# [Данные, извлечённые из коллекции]
╭──
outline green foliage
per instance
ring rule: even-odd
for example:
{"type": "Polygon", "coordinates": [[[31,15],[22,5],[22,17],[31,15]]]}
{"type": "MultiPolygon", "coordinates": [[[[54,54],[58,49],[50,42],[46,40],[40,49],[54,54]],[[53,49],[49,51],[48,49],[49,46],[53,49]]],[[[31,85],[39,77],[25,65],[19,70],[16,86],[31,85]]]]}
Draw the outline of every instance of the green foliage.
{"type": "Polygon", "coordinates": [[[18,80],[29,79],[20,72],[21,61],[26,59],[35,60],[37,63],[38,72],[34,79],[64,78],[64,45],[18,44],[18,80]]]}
╰──
# [Задание]
Перепишите строки выше, заменив «foliage» на «leaves». Всё остальное оставьте без изменений.

# [Решение задачи]
outline green leaves
per instance
ring rule: even-odd
for example:
{"type": "Polygon", "coordinates": [[[31,15],[22,5],[22,17],[31,15]]]}
{"type": "MultiPolygon", "coordinates": [[[[54,54],[58,49],[50,42],[46,40],[40,49],[54,54]],[[53,49],[49,51],[48,49],[49,46],[53,49]]],[[[31,85],[39,77],[25,65],[19,70],[16,86],[31,85]]]]}
Draw the outline of every instance of the green leaves.
{"type": "Polygon", "coordinates": [[[18,80],[29,79],[20,72],[21,61],[26,59],[35,60],[37,63],[38,72],[34,79],[64,78],[64,45],[18,44],[18,80]]]}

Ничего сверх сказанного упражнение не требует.